------ Extracted information
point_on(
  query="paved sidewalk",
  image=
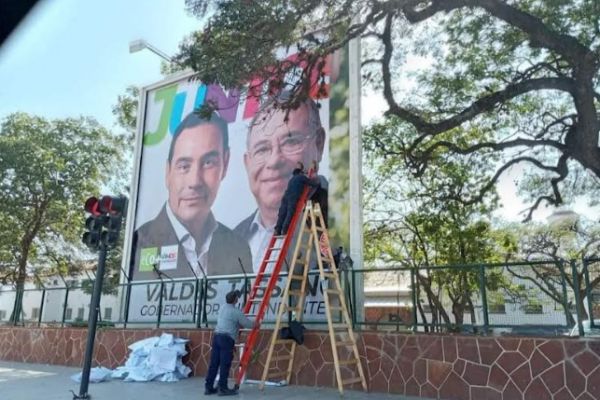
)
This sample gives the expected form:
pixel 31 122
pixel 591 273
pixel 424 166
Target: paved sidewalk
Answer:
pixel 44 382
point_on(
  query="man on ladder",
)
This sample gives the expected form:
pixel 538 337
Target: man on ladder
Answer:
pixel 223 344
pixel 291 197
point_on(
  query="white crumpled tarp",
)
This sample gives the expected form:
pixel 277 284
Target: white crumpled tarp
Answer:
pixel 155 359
------------
------ Extracted information
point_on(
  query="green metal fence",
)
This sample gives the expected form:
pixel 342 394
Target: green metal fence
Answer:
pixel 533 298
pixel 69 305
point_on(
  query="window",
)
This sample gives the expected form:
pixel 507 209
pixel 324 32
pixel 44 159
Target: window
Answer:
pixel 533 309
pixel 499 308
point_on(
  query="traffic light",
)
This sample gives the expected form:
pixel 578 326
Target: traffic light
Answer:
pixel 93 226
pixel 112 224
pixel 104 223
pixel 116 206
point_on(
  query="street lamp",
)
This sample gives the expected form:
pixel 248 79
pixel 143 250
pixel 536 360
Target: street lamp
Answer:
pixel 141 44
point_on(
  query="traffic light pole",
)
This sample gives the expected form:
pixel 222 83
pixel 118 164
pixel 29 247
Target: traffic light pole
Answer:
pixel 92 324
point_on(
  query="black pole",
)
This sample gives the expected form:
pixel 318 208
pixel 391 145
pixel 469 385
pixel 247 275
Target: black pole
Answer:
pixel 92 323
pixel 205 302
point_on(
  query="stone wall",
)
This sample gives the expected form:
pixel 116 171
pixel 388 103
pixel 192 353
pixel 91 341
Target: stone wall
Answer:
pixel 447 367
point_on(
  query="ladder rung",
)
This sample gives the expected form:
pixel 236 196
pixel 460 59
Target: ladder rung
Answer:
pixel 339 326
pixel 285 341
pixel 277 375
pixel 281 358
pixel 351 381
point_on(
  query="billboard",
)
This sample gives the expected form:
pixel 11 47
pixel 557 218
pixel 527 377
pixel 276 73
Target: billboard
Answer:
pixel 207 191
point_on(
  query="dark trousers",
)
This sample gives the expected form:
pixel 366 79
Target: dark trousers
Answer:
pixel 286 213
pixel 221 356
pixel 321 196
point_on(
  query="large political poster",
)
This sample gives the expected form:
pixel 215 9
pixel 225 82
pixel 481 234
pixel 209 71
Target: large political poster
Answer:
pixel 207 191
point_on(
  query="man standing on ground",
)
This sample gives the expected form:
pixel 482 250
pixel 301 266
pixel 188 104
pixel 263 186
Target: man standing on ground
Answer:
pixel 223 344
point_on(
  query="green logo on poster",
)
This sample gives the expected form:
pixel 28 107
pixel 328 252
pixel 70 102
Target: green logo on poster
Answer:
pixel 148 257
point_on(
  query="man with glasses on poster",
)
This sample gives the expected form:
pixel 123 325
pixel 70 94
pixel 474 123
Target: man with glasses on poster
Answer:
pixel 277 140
------------
How many lines of the listing above contain the string "pole", matching case exactly? Reply with the number alone.

Result of this task - 4